» **Source text**:
[Start of section]

“Succession”: The Incredibly Shrinking Children
Everyone loves a deeply flawed hero or heroine. Hamlet, King David, Emma, Gatsby, Scarlett O’Hara. Despite their dark sides, we are attracted to these people because there is something good and beautiful in each of them. The tragedy is always that their goodness just isn’t strong enough to prevail.
The popular TV series “Succession” appears at first to offer us tragic Shakespearean characters like that. In a thinly-veiled portrayal of the Murdoch clan, the series chronicles the Roy family, owners of the global media conglomerate Waystar RoyCo, and their fight to determine who will control the company amid uncertainty about the health of the family’s patriarch. Three sons and a daughter all vie for the prize.

[End of section]

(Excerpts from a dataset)
[Start of section]

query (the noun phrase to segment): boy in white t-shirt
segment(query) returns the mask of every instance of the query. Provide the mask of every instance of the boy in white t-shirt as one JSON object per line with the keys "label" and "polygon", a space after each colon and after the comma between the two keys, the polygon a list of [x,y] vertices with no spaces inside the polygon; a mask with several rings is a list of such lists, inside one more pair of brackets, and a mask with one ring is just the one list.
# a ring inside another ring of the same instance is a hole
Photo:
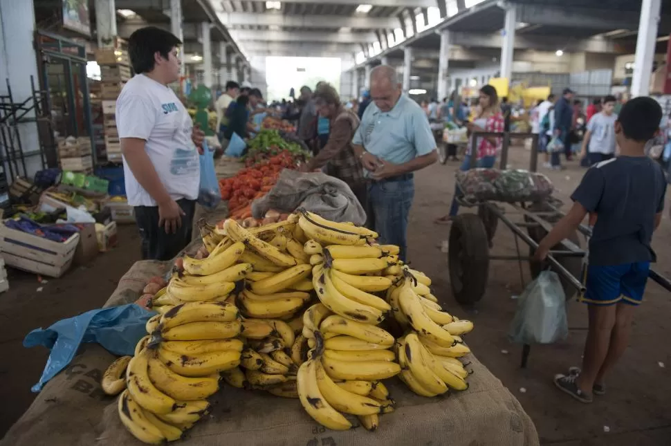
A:
{"label": "boy in white t-shirt", "polygon": [[143,259],[169,260],[191,241],[204,134],[167,85],[179,80],[181,41],[148,26],[128,40],[136,75],[116,101],[128,203]]}

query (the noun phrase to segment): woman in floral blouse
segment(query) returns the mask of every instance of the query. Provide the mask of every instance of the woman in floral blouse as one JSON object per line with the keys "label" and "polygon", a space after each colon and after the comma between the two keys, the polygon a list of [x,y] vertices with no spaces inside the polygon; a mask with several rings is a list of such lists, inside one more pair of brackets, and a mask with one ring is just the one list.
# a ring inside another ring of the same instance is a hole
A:
{"label": "woman in floral blouse", "polygon": [[[499,107],[499,97],[496,94],[496,89],[491,85],[486,85],[480,89],[479,113],[475,116],[472,122],[468,122],[469,136],[473,132],[502,132],[504,131],[504,117],[501,114]],[[463,162],[459,170],[466,171],[470,169],[470,157],[472,156],[472,139],[468,145],[468,151],[463,158]],[[496,154],[501,150],[503,138],[488,137],[479,138],[476,141],[477,151],[475,167],[490,168],[494,167],[496,162]],[[461,195],[459,185],[454,186],[454,198],[452,201],[450,214],[437,219],[436,223],[445,225],[452,221],[459,212],[459,202],[457,197]]]}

[End of section]

» **Set of tasks**:
• 1. In the commentary on "Succession," what is the name of the global media conglomerate owned by the Roy family?
• 2. Repeat the commentary on "Succession" from "The popular TV" up to and including "for the prize.".
• 3. Pick up the commentary on "Succession" after its final sentence and continue it.

» **Task results**:
• 1. Waystar RoyCo.

• 2.
The popular TV series “Succession” appears at first to offer us tragic Shakespearean characters like that. In a thinly-veiled portrayal of the Murdoch clan, the series chronicles the Roy family, owners of the global media conglomerate Waystar RoyCo, and their fight to determine who will control the company amid uncertainty about the health of the family’s patriarch. Three sons and a daughter all vie for the prize.

• 3.
We’re immediately taken with the baseness of these children, who are only following the example of their titanic, amoral father. These sibs are unfailingly bad. In their quest for ultimate power, they stop at nothing. They don’t ever surprise us with a sudden eruption of goodness, compassion, deep empathy, or even a little act of ordinary kindness. They just get more anxious, self-absorbed, cynical, willing to betray blood not for some great victory but for petty revenge. And so characters that stride the big stage—private jets, black SUVs, private helicopters—and would seem to expand with their outsized ambition . . . actually begin to shrink and shrivel into people you just feel pity for.
When the credits rolled for the last time, all I could think of was the Ring. In J.R.R. Tolkien’s trilogy, the Ring, which has the power to make one invisible and therefore powerful and unaccountable, corrupts whoever holds it. It corrupts wholly bad characters like Sauron and Gollum, but it eats away at good people too—Sam, Frodo, even Bilbo. Even those who desire the Ring’s power in order to do good and defeat evil, they die of a soul decay.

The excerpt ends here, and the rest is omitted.